Write out all of the entries below as a numbered list, leaving out any blank lines.

[Begin]

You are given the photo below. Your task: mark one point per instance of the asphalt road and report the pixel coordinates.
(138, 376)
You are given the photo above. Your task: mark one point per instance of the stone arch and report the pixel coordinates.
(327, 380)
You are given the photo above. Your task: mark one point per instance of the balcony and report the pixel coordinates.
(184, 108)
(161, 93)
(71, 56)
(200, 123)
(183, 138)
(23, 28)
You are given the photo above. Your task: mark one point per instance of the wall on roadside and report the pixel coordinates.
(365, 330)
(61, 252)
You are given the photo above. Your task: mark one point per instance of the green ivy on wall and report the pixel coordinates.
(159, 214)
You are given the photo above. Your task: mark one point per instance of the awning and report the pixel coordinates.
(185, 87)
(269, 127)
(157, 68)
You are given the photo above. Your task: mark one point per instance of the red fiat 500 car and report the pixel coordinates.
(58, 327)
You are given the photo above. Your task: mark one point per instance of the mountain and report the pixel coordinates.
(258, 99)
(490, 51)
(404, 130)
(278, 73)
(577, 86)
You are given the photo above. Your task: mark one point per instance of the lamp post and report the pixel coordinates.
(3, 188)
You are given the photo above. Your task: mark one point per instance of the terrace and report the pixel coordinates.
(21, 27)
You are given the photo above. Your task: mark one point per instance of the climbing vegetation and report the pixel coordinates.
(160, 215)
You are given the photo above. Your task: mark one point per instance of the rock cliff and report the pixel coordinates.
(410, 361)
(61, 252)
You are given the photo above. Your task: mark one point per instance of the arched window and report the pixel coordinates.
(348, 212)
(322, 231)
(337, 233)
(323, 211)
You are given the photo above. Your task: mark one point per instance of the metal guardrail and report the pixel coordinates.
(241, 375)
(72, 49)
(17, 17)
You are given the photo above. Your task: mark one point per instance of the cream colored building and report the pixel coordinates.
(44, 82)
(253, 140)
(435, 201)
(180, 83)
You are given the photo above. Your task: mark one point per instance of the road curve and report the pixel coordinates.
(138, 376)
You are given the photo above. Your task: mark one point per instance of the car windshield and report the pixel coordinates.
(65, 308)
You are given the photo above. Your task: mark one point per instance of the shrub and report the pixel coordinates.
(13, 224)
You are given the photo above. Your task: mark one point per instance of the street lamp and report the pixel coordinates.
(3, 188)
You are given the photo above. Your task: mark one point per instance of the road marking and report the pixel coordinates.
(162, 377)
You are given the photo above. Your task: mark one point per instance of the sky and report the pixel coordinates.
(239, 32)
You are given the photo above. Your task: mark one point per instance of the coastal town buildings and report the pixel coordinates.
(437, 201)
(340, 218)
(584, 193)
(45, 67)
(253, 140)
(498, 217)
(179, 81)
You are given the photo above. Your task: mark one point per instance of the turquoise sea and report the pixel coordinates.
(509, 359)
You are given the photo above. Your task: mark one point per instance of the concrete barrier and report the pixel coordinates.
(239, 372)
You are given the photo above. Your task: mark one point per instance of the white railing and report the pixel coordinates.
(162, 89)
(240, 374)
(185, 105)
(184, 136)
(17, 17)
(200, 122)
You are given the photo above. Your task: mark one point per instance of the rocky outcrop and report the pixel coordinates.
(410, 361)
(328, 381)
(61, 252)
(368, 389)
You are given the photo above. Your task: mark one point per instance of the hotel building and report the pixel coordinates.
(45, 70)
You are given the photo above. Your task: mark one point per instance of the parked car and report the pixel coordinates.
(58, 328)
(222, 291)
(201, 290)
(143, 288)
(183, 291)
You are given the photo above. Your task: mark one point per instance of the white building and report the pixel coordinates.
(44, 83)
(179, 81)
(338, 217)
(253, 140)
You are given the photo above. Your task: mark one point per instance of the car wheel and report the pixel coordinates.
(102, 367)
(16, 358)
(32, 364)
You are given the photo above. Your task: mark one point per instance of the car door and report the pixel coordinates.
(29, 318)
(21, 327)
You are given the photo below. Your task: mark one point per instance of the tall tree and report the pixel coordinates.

[End]

## Response to this task:
1. You are given the photo below. Your task: mark one point per instance of the asphalt road and report the pixel coordinates.
2. (138, 376)
3. You are given the photo above. Your task: mark one point per instance of the stone arch and report the pixel coordinates.
4. (327, 380)
5. You are given the photo above. Your task: mark one point per instance of the balcony and report the pixel coordinates.
6. (184, 108)
7. (161, 93)
8. (71, 56)
9. (200, 123)
10. (183, 138)
11. (23, 28)
12. You are given the photo above. Your task: mark one point per instance of the wall on roadside and report the pixel coordinates.
13. (365, 330)
14. (61, 252)
15. You are given the photo above. Your task: mark one point per instance of the green ivy on wall and report the pixel coordinates.
16. (159, 214)
17. You are given the photo above. Your task: mark one point per instance of the awning and report the pixel coordinates.
18. (185, 87)
19. (269, 127)
20. (157, 68)
21. You are given the photo above. Your task: mark one point per instance of the red fiat 500 car and report the pixel coordinates.
22. (58, 327)
23. You are given the photo above. Your task: mark one point per instance of the mountain and report the pixel coordinates.
24. (258, 99)
25. (490, 51)
26. (404, 130)
27. (278, 73)
28. (577, 86)
29. You are given the photo above. Your task: mark one point per instance of the lamp post and report the pixel coordinates.
30. (3, 188)
31. You are given the photo above. Your task: mark one point per instance of the terrace and report the pixel coordinates.
32. (21, 27)
33. You are given the photo above. Your task: mark one point per instance of the climbing vegetation and report the pixel coordinates.
34. (160, 215)
35. You are given the photo above. Your task: mark one point per instance of the rock cliff and report the pixel coordinates.
36. (410, 361)
37. (61, 252)
38. You are given the photo above. Your task: mark one point per instance of the arched window and report the pixel coordinates.
39. (348, 212)
40. (322, 231)
41. (337, 233)
42. (323, 211)
43. You are given the photo above. Your task: mark one point per instance of the metal guardrail and report the pixel coordinates.
44. (241, 375)
45. (72, 49)
46. (17, 17)
47. You are given the photo above. Your task: mark one point per instance of the cream colored building and report the pixel coordinates.
48. (44, 82)
49. (253, 140)
50. (435, 201)
51. (180, 83)
52. You are given the photo above. Your task: mark one point per instance of the road curve and report the pixel coordinates.
53. (138, 376)
54. You are given the photo above. Your task: mark one point per instance of the car windshield and report the pixel coordinates.
55. (65, 308)
56. You are given the photo above. Your task: mark one point per instance of the shrub and report the pixel coordinates.
57. (13, 224)
58. You are given the photo above. Your task: mark one point per instance of the street lamp and report the pixel coordinates.
59. (3, 188)
60. You are given the photo above. Your task: mark one point per instance of the road marking and report the pixel coordinates.
61. (162, 377)
62. You are given the photo above. Your task: mark one point per instance of the sky and report the pixel coordinates.
63. (239, 32)
64. You are given the photo above. Your task: mark one point per instance of the coastal town buildings and report the pixel coordinates.
65. (437, 201)
66. (340, 218)
67. (584, 193)
68. (45, 67)
69. (253, 140)
70. (498, 217)
71. (179, 81)
72. You are given the photo above. Your task: mark one point per instance of the turquoise sea and report the pixel coordinates.
73. (509, 359)
74. You are given the photo above. Your task: mark one point per instance of the concrete barrier and report the pixel coordinates.
75. (239, 372)
76. You are given the photo above. Your task: mark one point per instance of the white railing and report the pixel coordinates.
77. (162, 89)
78. (240, 374)
79. (185, 105)
80. (184, 136)
81. (17, 17)
82. (200, 122)
83. You are given the photo above. Your task: mark one point per instance of the rocky outcrop and report the pixel coordinates.
84. (410, 361)
85. (328, 381)
86. (61, 252)
87. (368, 389)
88. You are given the photo above. Your task: mark one point per instance of the hotel building and report the pixel coordinates.
89. (45, 70)
90. You are given the photo above. Your task: mark one point per instance of the parked car and report the pixel coordinates.
91. (58, 328)
92. (222, 291)
93. (201, 290)
94. (143, 288)
95. (183, 291)
96. You are given the photo above. Your task: mark one point per instance of the white building and report the pixel coordinates.
97. (44, 83)
98. (179, 81)
99. (338, 217)
100. (253, 140)
101. You are given the photo above. Your task: mark one point per instance of the car wheel and report the pixel coordinates.
102. (102, 367)
103. (16, 358)
104. (32, 364)
105. You are given the photo above. Your task: mark one point per instance of the car door and report the pixel coordinates.
106. (29, 318)
107. (21, 327)
108. You are given the photo below. Your task: mark one point per instance of the tall tree and report the pixel coordinates.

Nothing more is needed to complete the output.